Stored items

========

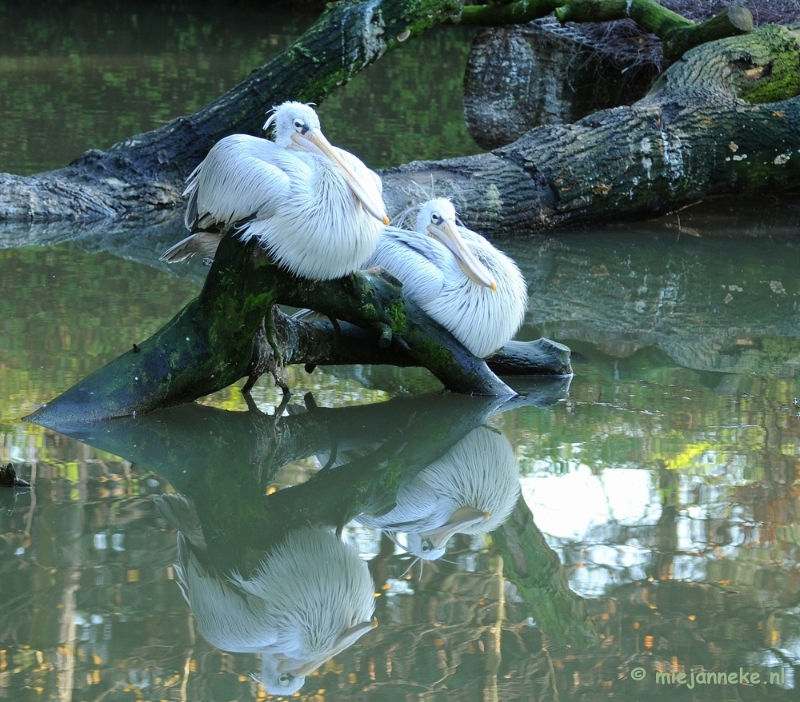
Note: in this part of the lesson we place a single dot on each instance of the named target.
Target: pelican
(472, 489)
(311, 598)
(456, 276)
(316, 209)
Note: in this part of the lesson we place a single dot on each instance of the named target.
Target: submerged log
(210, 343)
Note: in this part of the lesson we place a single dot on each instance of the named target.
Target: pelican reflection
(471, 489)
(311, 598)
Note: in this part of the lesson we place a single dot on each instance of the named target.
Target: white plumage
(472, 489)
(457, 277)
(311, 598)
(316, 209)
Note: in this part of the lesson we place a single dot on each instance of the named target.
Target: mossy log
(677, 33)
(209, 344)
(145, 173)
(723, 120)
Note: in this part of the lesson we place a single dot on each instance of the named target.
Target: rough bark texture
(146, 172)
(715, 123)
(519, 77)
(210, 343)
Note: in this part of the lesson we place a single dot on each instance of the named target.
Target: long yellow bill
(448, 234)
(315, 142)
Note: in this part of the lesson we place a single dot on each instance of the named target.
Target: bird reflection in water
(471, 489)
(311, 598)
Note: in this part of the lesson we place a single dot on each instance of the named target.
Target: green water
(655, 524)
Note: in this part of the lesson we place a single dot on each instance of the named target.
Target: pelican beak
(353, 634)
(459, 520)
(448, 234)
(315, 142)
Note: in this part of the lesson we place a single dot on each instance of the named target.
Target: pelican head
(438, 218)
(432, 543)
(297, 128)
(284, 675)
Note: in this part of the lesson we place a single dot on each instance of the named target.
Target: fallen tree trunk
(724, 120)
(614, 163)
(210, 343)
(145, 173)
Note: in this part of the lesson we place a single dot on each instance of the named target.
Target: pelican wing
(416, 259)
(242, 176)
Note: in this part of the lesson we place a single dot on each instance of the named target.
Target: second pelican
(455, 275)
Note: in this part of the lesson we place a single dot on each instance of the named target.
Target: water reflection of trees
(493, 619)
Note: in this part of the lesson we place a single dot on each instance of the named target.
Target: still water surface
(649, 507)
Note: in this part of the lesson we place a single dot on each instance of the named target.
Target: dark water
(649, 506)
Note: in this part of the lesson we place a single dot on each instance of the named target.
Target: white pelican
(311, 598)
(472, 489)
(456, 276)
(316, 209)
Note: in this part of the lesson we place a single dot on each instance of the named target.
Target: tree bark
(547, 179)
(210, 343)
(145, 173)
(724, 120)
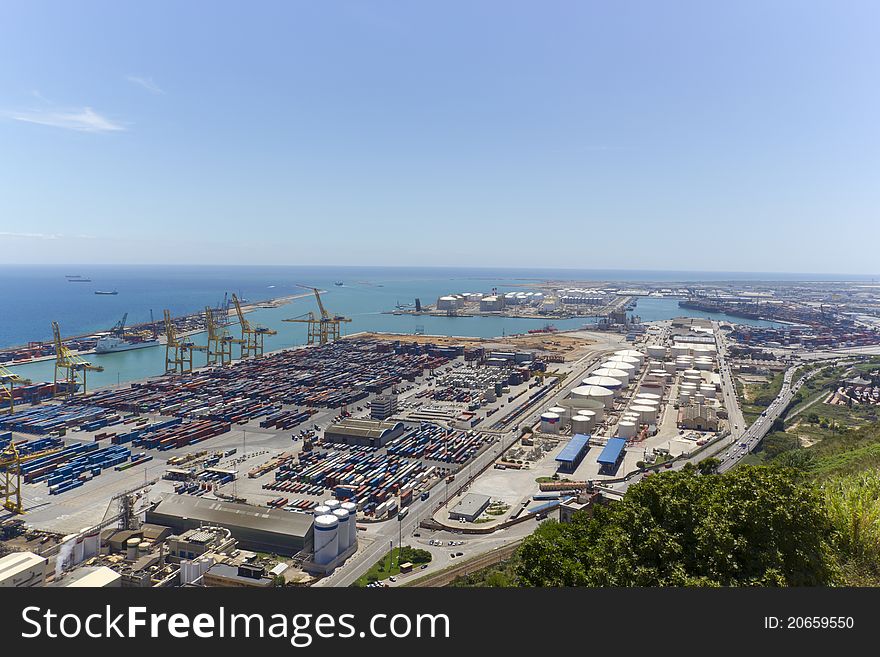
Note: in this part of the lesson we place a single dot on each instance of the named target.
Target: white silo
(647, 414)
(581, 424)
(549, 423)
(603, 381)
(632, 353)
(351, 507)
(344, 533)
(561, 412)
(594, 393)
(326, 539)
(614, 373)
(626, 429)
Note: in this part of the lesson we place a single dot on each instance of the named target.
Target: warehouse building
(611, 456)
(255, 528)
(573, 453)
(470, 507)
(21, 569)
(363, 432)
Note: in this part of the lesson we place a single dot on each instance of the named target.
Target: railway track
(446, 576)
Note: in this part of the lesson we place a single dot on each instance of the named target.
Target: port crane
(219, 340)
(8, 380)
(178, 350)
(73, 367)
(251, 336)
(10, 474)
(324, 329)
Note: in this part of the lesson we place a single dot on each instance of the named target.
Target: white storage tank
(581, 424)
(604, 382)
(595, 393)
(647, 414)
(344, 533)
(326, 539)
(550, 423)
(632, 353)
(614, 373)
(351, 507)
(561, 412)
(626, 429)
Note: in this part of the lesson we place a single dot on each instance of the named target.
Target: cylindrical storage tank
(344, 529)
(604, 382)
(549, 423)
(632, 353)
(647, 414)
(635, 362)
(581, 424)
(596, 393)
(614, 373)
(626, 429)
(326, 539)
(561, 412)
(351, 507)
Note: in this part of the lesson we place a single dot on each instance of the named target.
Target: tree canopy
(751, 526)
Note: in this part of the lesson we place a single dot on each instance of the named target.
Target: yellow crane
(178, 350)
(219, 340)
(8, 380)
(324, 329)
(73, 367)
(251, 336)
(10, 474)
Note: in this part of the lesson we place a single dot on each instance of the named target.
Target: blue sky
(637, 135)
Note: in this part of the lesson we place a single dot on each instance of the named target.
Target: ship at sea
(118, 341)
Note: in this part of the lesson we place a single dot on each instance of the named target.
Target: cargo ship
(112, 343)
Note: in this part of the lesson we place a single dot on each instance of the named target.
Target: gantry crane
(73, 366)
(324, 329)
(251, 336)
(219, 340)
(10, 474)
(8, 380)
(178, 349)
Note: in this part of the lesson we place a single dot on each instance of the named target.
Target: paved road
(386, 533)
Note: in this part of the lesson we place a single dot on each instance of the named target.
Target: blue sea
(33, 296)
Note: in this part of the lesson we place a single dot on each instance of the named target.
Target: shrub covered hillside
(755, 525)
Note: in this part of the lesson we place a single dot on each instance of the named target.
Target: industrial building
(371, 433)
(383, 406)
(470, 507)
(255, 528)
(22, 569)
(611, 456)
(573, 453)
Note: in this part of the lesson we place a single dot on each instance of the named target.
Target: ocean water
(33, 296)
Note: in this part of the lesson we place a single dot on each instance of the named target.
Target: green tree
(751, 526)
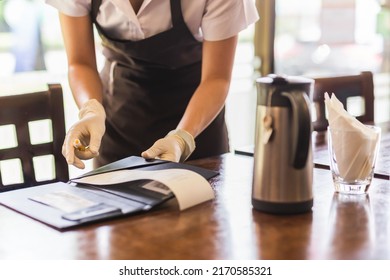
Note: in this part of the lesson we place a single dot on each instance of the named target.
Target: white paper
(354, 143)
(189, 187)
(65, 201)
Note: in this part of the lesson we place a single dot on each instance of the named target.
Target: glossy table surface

========

WHAT IS BEING ASKED:
Transcribe each entry above character for character, omitting pictures.

TASK ANSWER:
Note: in this part of the lesson we place a single dot on each instance of the named target.
Target: pelican
(472, 489)
(311, 598)
(456, 276)
(316, 209)
Note: in this part of the lesson we place a single dot on each instance of the named target.
Target: submerged log
(210, 343)
Note: in this part of the lesson we place a single dot on each instance of the named target.
Target: pelican reflection
(471, 489)
(311, 598)
Note: in this part of the lesson we place a single dot on each instance of the named target.
Target: white plumage
(472, 489)
(457, 277)
(311, 598)
(316, 209)
Note: in this part of the lesson we place a single dot on each instance of the named target.
Target: mossy log
(677, 33)
(209, 344)
(145, 173)
(723, 120)
Note: in this part of the lesson we place a single dot on each instance of the named target.
Target: rough bark texture
(146, 172)
(715, 123)
(519, 77)
(210, 343)
Note: in this part of the lesson we place a single dot on each instance of the named target.
Target: long yellow bill
(448, 234)
(315, 142)
Note: in this part of the lesson we place a single dot on each instance of the named target.
Target: bird reflection in water
(471, 489)
(311, 598)
Note: in this part of the lesson we place a single dot on each instance of the named target.
Target: green water
(655, 524)
Note: in this part of the lesson we place a single dot on each instance of the named target.
Target: pelican beak
(353, 634)
(459, 520)
(448, 234)
(315, 142)
Note: in this part of the lesson we place a single dot on each instance of the named target.
Target: pelican head
(438, 218)
(432, 543)
(297, 128)
(284, 675)
Note: in this part of the lesson we place a single dot on each instance of the named target.
Target: fallen tree trunk
(724, 120)
(614, 163)
(210, 343)
(145, 173)
Note: in this part of the lesson we place a single dot on each instance of the named target.
Target: pelican wing
(416, 259)
(242, 176)
Note: in this part of the lesson we place a single dot on each instance of the named target.
Target: second pelican
(455, 275)
Note: in this part of the lesson we place a single dot on each instance of the named target.
Target: water reflection of trees
(493, 619)
Note: in this part of the lesson we place a single dot on each instance of the named target.
Target: still water surface
(649, 507)
Note: in this part of the lesson we place a single dot on each instance of the named target.
Target: dark water
(649, 506)
Note: in this part of the lesson we place a single dot on each instance of the named target.
Target: white pelican
(311, 598)
(472, 489)
(456, 276)
(316, 209)
Note: in this part of the lesson we place a single dot on each instance of the named target.
Target: tree bark
(547, 179)
(210, 343)
(145, 173)
(724, 120)
Note: in this part of the lesson we place a single dot on each instance of the named target.
Target: white silo
(647, 414)
(581, 424)
(549, 423)
(603, 381)
(632, 353)
(351, 507)
(344, 533)
(561, 412)
(594, 393)
(326, 539)
(614, 373)
(626, 429)
Note: in this part of the lesson we place a single dot on each instance of the named target.
Target: warehouse building
(611, 456)
(255, 528)
(573, 453)
(470, 507)
(21, 569)
(363, 432)
Note: in this part of the lesson we place a single dot on each instance of the named target.
Target: railway track
(446, 576)
Note: in this part of the lesson we place a single dot on each instance of the named target.
Target: port crane
(219, 340)
(8, 380)
(178, 350)
(73, 367)
(251, 336)
(10, 474)
(324, 329)
Note: in this part of the lesson we place a single dot on each instance of the named target.
Target: white storage tank
(581, 424)
(604, 382)
(595, 393)
(647, 414)
(344, 533)
(326, 539)
(550, 423)
(632, 353)
(614, 373)
(351, 507)
(561, 412)
(626, 429)
Note: in this part of the lesson we place a single dot on each instance of the named target.
Target: cylindrical storage tank
(344, 529)
(604, 382)
(549, 423)
(632, 353)
(647, 414)
(635, 362)
(581, 424)
(596, 393)
(614, 373)
(626, 429)
(326, 539)
(561, 412)
(351, 507)
Note: in this part of the lesson we place a single dot on each instance of the named target.
Target: tree canopy
(751, 526)
Note: in this part of the lesson we place a single dot on each instance of the named target.
Target: yellow crane
(178, 350)
(219, 340)
(8, 380)
(324, 329)
(73, 367)
(251, 336)
(10, 474)
Note: in this part of the lesson we place a single dot on each instance of the named target.
Target: blue sky
(637, 135)
Note: in this part of the lesson we place a single dot on each instance of the named target.
Target: ship at sea
(118, 341)
Note: in this part of the lesson we place a single dot on each instance of the named target.
Target: cargo ship
(112, 343)
Note: in this part of the lesson we place a single dot on each instance of the named target.
Target: gantry crane
(73, 366)
(324, 329)
(251, 336)
(219, 340)
(10, 474)
(8, 380)
(178, 349)
Note: in this part of the lesson we place a single dot on each instance of the named target.
Target: paved road
(386, 533)
Note: in this part of the lesson we place a single dot on each instance of the named target.
Target: blue sea
(33, 296)
Note: in this part of the lesson we place a single dot on each instance of the named target.
Target: shrub covered hillside
(755, 525)
Note: in this part of the lesson we place a single dot on each instance of the named target.
Target: industrial building
(371, 433)
(383, 406)
(470, 507)
(255, 528)
(22, 569)
(611, 456)
(573, 453)
Note: in this part of the lesson we place a single dot on each instance of the named target.
Target: ocean water
(33, 296)
Note: in this part of the lesson we place a single dot on each instance of the named target.
Target: green tree
(751, 526)
Note: in this part of the lesson we place a single dot on each instance of the named target.
Target: white paper
(354, 143)
(189, 187)
(65, 201)
Note: in this part of the lesson we place a single dot on each instance of the named target.
Target: glossy table surface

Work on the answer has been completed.